▶ Aufgaben:
#1 Ändern Sie in der Filmkritik den Abschnitt beginnend mit "Daniel Auteuil tut" und weiter bis einschließlich "Foto wird lanciert.", indem Sie "Kondomfabrik" durch "Gummifabrik" ersetzen, und geben Sie ihn vollständig wieder.
#2 Nennen Sie alle Schauspielerinnen und Schauspieler, die in der Filmkritik namentlich aufgeführt werden.
#3 Womit umwirbt Santini laut der Filmkritik Pignon?

▶ Textauszug:
___
EIN MANN SIEHT ROSA

Nuancen des Mittelmaßes

Daniel Auteuil tut so, als sei er schwul

Wie jedes Jahr versammelt sich die komplette Belegschaft der Kondomfabrik auf der Freitreppe zu einem Gruppenfoto. Der Fotgraf dirigiert die Mitarbeiter enger zusammen. Es wird geschubst und gedrängelt. Am unteren linken Rand fällt ein Mann aus dem Bild. Im ganzen Betrieb gilt Pignon (Daniel Auteuil) als idealer Mobbing-Kandidat, und nach seiner Kündigung will der unscheinbare Buchhalter vom Balkon springen, um wenigstens sterbend ein wenig Aufmerksamkeit zu erregen. Sein Nachbar (Michel Aumont) hält ihn davon ab und schlägt einen arbeitsrechtlichen Coup vor. Pignon soll sich in der Firma als homosexuell outen, denn ein Unternehmen der latexverarbeitenden Industrie - so die politisch korrekte Logik - könne es sich nicht leisten, ihren einzigen schwulen Mitarbeiter zu entlassen. Ein unzweideutiges Foto wird lanciert.
Die Nachricht von den heimlichen Leidenschaften des unauffälligen Kontoristen verbreitet sich wie ein Lauffeuer. Vielfältig sind die Reaktionen: Der Direktor (Jean Rochefort) nimmt sofort die Kündigung zurück. Obermacho Santini (Gérard Depardieu) umwirbt den Quotenschwulen mit Blumen und Kaschmirwolle. Kollegin Mademoiselle Bertrand (Michèle Laroque) testet den Betriebshomo nach Feierabend mit weiblicher Verführungskraft, und zwei Maskierte lauern ihm in der Tiefgarage auf. Obwohl Pignon nichts an seinem Verhalten geändert hat, wird er zur Projektionsfläche für politisch korrekten Übereifer, homophobe Wahnvorstellungen und verdrängte sexuelle Sehnsüchte.
___
▶ Bereitgestellte Einträge:
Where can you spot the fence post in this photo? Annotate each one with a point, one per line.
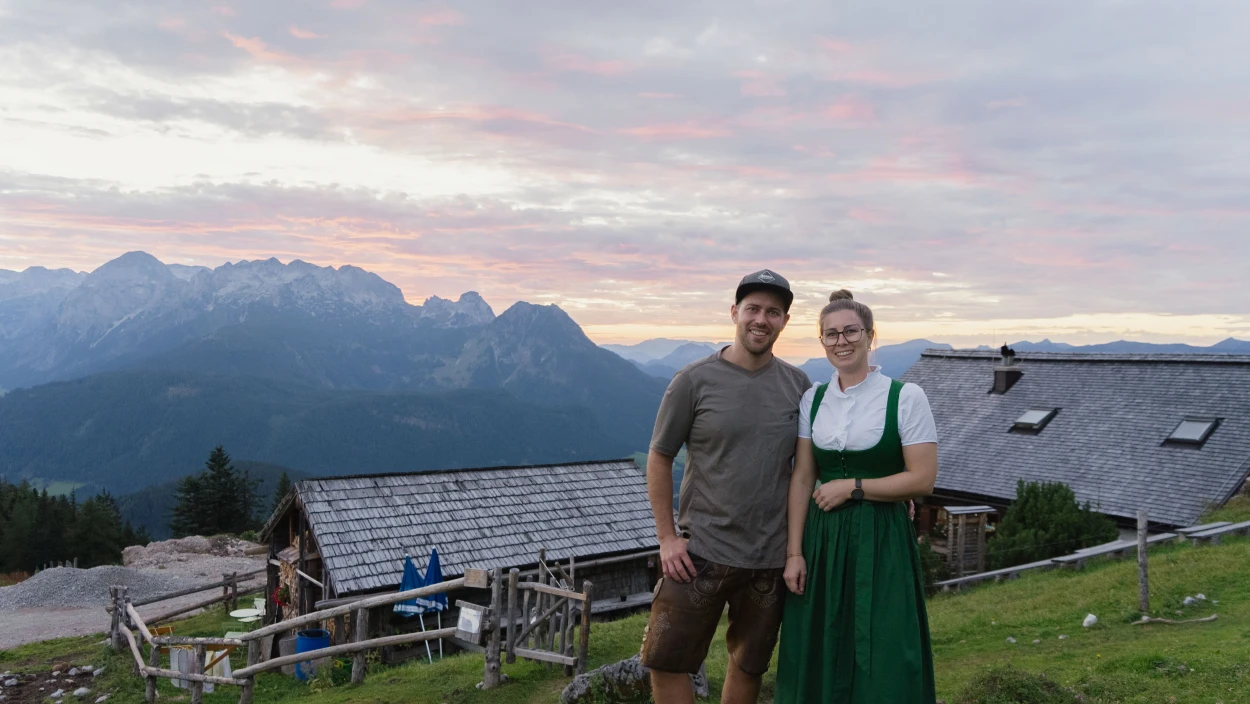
(490, 679)
(1143, 578)
(514, 575)
(136, 667)
(360, 625)
(114, 635)
(253, 659)
(153, 662)
(584, 637)
(198, 668)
___
▶ Erwartete Ergebnisse:
#1
Daniel Auteuil tut so, als sei er schwul

Wie jedes Jahr versammelt sich die komplette Belegschaft der Gummifabrik auf der Freitreppe zu einem Gruppenfoto. Der Fotgraf dirigiert die Mitarbeiter enger zusammen. Es wird geschubst und gedrängelt. Am unteren linken Rand fällt ein Mann aus dem Bild. Im ganzen Betrieb gilt Pignon (Daniel Auteuil) als idealer Mobbing-Kandidat, und nach seiner Kündigung will der unscheinbare Buchhalter vom Balkon springen, um wenigstens sterbend ein wenig Aufmerksamkeit zu erregen. Sein Nachbar (Michel Aumont) hält ihn davon ab und schlägt einen arbeitsrechtlichen Coup vor. Pignon soll sich in der Firma als homosexuell outen, denn ein Unternehmen der latexverarbeitenden Industrie - so die politisch korrekte Logik - könne es sich nicht leisten, ihren einzigen schwulen Mitarbeiter zu entlassen. Ein unzweideutiges Foto wird lanciert.

#2 Daniel Auteuil, Michel Aumont, Jean Rochefort, Gérard Depardieu, Michèle Laroque

#3 Mit Blumen und Kaschmirwolle.